** Source document **
Blog
A Review of Hybrid Search in Milvus

A Review of Hybrid Search in Milvus

Jun 27, 20248 min read

Milvus 2.4 extended its hybrid search capabilities with the introduction of multi-vector columns within a single collection. This upgrade enables more advanced and flexible data searches by allowing simultaneous queries across multiple vector types and fields. The search results from each field are then integrated and re-ranked using multiple reranking algorithms to deliver more accurate outcomes.

Why is this capability important, and what benefits does it offer? What are the design strategies behind this feature? In this post, we will explore these questions. We will also provide a practical example comparing the results of single-vector and hybrid searches, demonstrating how this powerful new feature can yield more accurate results.

What is Hybrid Search?

Let's start with the basics: what is hybrid search in Milvus?

Milvus supports the creation of up to 10 vector fields for the same dataset within a single collection. Based on this support, hybrid search allows users to search across multiple vector columns simultaneously. This capability allows for combining multimodal search, hybrid sparse and dense search, and hybrid dense and full-text search, offering versatile and flexible search functionality.

** Entries supplied **
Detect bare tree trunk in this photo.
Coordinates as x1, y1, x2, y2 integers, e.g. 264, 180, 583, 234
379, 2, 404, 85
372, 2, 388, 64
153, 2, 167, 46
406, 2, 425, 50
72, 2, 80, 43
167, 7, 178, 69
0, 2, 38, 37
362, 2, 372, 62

---

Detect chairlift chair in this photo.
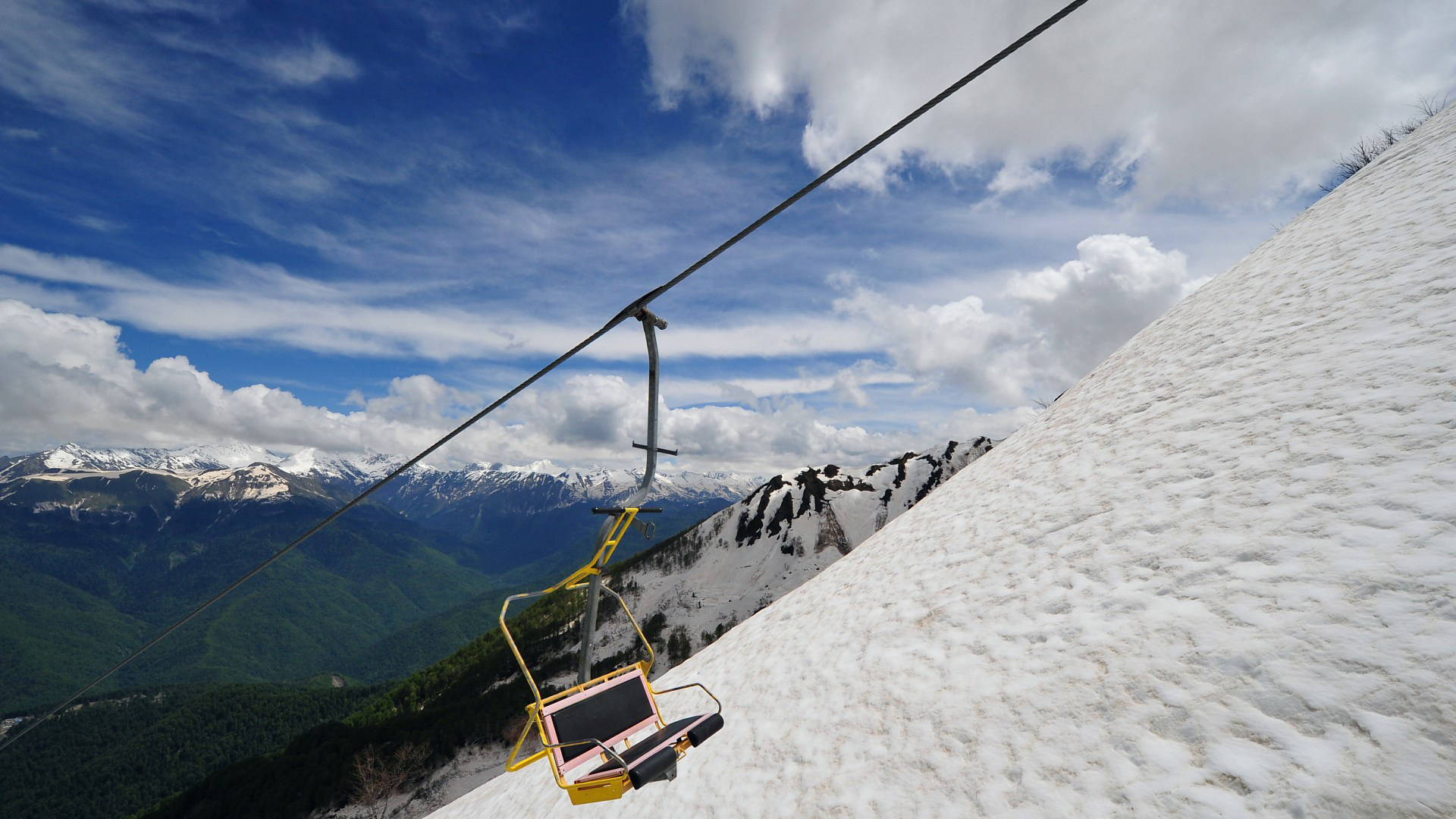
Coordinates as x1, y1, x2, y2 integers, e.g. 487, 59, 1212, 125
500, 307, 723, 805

--

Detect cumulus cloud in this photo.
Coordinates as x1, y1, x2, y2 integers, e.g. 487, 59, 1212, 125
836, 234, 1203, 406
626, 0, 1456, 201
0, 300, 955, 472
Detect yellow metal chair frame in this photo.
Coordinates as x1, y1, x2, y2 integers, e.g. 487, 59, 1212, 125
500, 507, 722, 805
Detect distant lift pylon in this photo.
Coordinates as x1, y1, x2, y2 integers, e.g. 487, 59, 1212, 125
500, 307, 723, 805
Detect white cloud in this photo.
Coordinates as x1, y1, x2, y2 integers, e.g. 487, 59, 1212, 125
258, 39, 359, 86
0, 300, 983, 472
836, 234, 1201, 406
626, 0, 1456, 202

** Brief 1 **
Reproduce the part of the Milvus hybrid search post that runs from "Jun 27, 20248" up to and including "search in Milvus?".
** Brief 2 **
Write the next part of the Milvus hybrid search post, picking up after its final sentence.
The records were taken from a different source than the Milvus hybrid search post.

** Answer box 1 **
Jun 27, 20248 min read

Milvus 2.4 extended its hybrid search capabilities with the introduction of multi-vector columns within a single collection. This upgrade enables more advanced and flexible data searches by allowing simultaneous queries across multiple vector types and fields. The search results from each field are then integrated and re-ranked using multiple reranking algorithms to deliver more accurate outcomes.

Why is this capability important, and what benefits does it offer? What are the design strategies behind this feature? In this post, we will explore these questions. We will also provide a practical example comparing the results of single-vector and hybrid searches, demonstrating how this powerful new feature can yield more accurate results.

What is Hybrid Search?

Let's start with the basics: what is hybrid search in Milvus?

** Answer box 2 **
These vectors in different columns represent diverse facets of data, originating from different embedding models or undergoing distinct processing methods. The results of hybrid searches are integrated using various re-ranking strategies.

how hybrid search works

How Hybrid Search Works in Milvus

This feature enables different columns to:

Represent multiple perspectives of information. For instance, in e-commerce, product images include front, side, and top views. Different views can be represented with different types or dimensions of vectors.
Utilize various types of vector embeddings. This includes dense embeddings from models like BERT and Transformers and sparse embeddings from algorithms like BM25, BGE-M3, and SPLADE.
Support the fusion of multimodal vectors from various unstructured data types such as images, videos, audio, and text files. For example, in criminal investigations, suspects can be represented through biometric modalities such as fingerprints, voiceprints, and facial recognition, aiding in identifying individuals across different modalities.
Support the fusion of vector search and full-text search.

Why We Improved Hybrid Search

OpenAI's recent announcement of its multimodal model GPT-4o has reignited discussions about the future of AI. Handling multimodal data is increasingly necessary for achieving Artificial General Intelligence (AGI). Its emergence also underscores the notion that "everything can be vectorized." Vectors, the AI era's encoding method, are the linchpin connecting disparate modalities. The information they encapsulate is growing more diverse and intricate, placing heightened demands on vector databases for storing and retrieving vector data.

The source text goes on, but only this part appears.